▶ [EXERCISE]:
Can the data below be set down again exactly, line for line?

▶ [PROVIDED RECORDS]:
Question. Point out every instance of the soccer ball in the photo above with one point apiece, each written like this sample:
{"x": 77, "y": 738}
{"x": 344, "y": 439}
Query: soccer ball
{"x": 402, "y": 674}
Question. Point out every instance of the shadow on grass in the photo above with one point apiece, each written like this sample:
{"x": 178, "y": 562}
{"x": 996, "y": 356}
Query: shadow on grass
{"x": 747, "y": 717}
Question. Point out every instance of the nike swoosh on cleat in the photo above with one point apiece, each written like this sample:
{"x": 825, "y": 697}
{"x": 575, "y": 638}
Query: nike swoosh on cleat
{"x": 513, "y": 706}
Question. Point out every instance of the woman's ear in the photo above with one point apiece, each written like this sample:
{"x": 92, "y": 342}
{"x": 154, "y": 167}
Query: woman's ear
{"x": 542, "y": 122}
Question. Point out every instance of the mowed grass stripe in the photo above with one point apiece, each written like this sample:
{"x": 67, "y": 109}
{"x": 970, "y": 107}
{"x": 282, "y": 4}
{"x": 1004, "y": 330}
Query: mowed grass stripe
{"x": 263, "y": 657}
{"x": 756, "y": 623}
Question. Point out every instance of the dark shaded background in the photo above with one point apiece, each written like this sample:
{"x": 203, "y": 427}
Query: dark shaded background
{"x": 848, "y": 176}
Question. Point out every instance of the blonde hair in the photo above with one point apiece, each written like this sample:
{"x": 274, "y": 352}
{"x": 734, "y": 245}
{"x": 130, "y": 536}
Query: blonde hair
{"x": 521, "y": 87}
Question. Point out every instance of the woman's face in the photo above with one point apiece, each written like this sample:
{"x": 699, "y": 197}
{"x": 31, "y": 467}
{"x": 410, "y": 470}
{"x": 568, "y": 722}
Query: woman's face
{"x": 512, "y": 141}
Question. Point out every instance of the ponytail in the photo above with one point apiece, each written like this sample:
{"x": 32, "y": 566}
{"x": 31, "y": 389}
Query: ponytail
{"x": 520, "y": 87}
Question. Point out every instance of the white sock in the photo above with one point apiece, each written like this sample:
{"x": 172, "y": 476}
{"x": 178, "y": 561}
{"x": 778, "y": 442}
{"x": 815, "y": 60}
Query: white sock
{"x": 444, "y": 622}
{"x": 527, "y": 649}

▶ [RESPONSE TO THE EXERCISE]:
Question. Point out every instance of the soccer ball in the photo above with one point apiece, each written like this sample:
{"x": 77, "y": 738}
{"x": 344, "y": 439}
Query: soccer ball
{"x": 402, "y": 674}
Question. Point out every instance of the shadow on grass in the photo above with one point apiece, each written like this sample:
{"x": 178, "y": 562}
{"x": 996, "y": 356}
Query: shadow on grass
{"x": 747, "y": 717}
Question. Point out every instance of the nike swoosh on cleat in the photo above with one point apiece, each written like this sample:
{"x": 825, "y": 697}
{"x": 575, "y": 638}
Query: nike swoosh on cleat
{"x": 513, "y": 706}
Question. Point out every instance of the woman's ear in the photo above with one point apiece, each written like this sample:
{"x": 92, "y": 342}
{"x": 154, "y": 167}
Query: woman's ear
{"x": 542, "y": 122}
Question. Point out every instance of the mowed grass stripe in the photo above with one point apiece, each written like this sample:
{"x": 67, "y": 109}
{"x": 970, "y": 107}
{"x": 282, "y": 4}
{"x": 1004, "y": 330}
Query: mowed grass stripe
{"x": 263, "y": 657}
{"x": 756, "y": 623}
Question. Point out every instance of the dark shaded background in the photo above with one point apiece, each written like this sample:
{"x": 203, "y": 427}
Query: dark shaded background
{"x": 848, "y": 176}
Question. Point out every instance of the blonde hair in the photo above with one point apiece, each written like this sample:
{"x": 274, "y": 352}
{"x": 734, "y": 245}
{"x": 130, "y": 536}
Query: blonde hair
{"x": 521, "y": 87}
Question. Point out every instance of the woman's face in the photo above with one point apiece, each written like this sample:
{"x": 699, "y": 197}
{"x": 31, "y": 467}
{"x": 410, "y": 470}
{"x": 568, "y": 722}
Query: woman's face
{"x": 512, "y": 141}
Question. Point out every instance of the ponytail in the photo above with one point apiece, each written like this sample:
{"x": 32, "y": 566}
{"x": 31, "y": 389}
Query: ponytail
{"x": 520, "y": 87}
Question. Point out every instance of the white sock in the photo above with one point apiece, each written like this sample:
{"x": 172, "y": 476}
{"x": 178, "y": 561}
{"x": 778, "y": 442}
{"x": 815, "y": 60}
Query: white sock
{"x": 444, "y": 622}
{"x": 527, "y": 649}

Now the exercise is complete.